* _TASK BRIEF_
Report every line in the listing below that contains the word "football", treating uppercase and lowercase letters as different.

(Spatial annotation records)
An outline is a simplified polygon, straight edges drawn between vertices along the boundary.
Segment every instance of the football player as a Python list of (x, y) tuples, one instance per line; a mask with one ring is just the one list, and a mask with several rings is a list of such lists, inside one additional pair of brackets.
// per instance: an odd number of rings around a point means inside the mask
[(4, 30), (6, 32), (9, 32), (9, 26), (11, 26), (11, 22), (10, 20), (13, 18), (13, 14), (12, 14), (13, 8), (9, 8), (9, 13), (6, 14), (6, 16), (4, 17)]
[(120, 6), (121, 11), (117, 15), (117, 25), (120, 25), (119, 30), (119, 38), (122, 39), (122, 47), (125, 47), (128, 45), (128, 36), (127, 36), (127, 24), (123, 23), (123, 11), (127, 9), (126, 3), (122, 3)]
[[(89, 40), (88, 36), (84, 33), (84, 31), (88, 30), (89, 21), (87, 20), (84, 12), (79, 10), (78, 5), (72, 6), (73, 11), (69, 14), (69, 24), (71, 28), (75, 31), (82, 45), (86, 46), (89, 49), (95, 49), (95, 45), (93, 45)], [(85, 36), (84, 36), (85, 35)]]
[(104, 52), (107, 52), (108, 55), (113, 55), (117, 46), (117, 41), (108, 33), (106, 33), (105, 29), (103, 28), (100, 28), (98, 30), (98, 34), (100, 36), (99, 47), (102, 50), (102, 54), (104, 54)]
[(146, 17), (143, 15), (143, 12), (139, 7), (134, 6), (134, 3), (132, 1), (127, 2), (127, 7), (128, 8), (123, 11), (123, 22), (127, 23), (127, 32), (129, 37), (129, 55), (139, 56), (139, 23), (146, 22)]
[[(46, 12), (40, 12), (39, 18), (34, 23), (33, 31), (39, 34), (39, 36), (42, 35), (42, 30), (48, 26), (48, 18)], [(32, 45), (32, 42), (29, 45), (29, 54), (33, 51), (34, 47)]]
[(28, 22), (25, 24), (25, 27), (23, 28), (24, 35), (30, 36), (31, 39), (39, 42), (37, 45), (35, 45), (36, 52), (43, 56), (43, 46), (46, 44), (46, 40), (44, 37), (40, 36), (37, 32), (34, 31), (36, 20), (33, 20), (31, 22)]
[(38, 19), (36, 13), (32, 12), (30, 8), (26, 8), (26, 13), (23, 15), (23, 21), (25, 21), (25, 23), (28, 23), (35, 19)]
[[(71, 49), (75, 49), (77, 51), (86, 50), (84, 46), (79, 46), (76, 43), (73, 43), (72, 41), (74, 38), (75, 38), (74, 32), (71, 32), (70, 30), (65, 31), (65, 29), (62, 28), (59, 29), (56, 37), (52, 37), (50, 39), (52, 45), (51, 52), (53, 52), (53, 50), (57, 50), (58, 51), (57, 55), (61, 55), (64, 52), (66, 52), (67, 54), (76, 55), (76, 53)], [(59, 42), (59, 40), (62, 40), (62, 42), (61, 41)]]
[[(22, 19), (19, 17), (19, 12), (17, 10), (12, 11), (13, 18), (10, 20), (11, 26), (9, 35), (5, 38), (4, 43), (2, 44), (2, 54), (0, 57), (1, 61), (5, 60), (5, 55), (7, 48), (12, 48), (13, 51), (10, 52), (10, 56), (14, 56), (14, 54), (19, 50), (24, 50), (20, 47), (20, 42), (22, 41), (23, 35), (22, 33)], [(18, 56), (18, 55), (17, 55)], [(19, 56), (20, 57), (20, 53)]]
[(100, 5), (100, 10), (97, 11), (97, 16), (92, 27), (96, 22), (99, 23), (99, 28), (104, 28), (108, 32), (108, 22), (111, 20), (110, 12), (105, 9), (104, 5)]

--

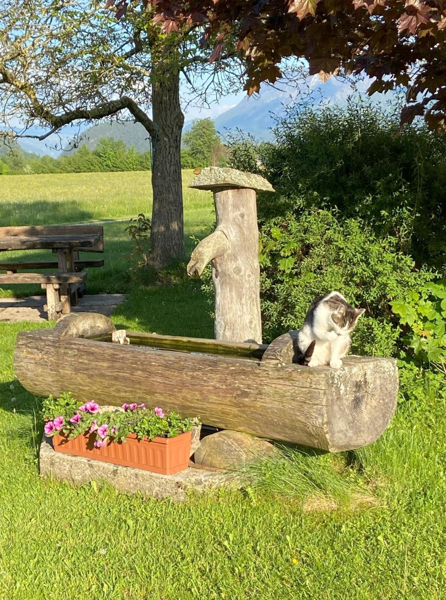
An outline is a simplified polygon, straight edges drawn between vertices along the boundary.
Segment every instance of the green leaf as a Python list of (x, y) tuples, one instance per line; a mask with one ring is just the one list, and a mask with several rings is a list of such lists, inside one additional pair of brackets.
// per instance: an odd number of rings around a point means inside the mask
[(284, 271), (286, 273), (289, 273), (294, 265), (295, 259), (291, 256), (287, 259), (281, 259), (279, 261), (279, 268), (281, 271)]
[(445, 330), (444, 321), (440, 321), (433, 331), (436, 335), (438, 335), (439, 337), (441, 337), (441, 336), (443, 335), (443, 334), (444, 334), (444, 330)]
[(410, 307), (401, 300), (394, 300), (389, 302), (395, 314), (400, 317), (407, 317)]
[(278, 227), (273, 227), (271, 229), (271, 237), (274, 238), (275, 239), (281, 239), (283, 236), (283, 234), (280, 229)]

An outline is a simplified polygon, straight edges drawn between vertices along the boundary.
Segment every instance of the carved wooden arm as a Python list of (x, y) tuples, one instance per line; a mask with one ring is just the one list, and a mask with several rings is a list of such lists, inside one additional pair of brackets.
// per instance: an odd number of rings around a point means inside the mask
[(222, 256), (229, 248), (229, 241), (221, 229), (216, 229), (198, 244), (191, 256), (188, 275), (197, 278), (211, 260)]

==

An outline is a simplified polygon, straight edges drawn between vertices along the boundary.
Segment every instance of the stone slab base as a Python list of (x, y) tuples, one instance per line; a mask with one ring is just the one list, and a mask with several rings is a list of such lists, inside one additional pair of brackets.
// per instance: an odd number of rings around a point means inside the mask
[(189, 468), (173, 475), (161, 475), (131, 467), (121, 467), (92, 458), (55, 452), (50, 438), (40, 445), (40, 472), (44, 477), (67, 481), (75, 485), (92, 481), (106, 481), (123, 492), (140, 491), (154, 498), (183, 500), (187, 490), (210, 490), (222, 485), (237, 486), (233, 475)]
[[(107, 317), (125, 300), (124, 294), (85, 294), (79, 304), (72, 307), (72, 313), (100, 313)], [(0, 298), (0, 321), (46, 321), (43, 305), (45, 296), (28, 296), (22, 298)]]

* _THE RESPONSE_
Segment every instance of the football player as a Python list of (x, y) tuples, one instance per line; a mask with one ring is just the one list, and a mask with several rings is a list of such lists, inside one additional pair of brackets.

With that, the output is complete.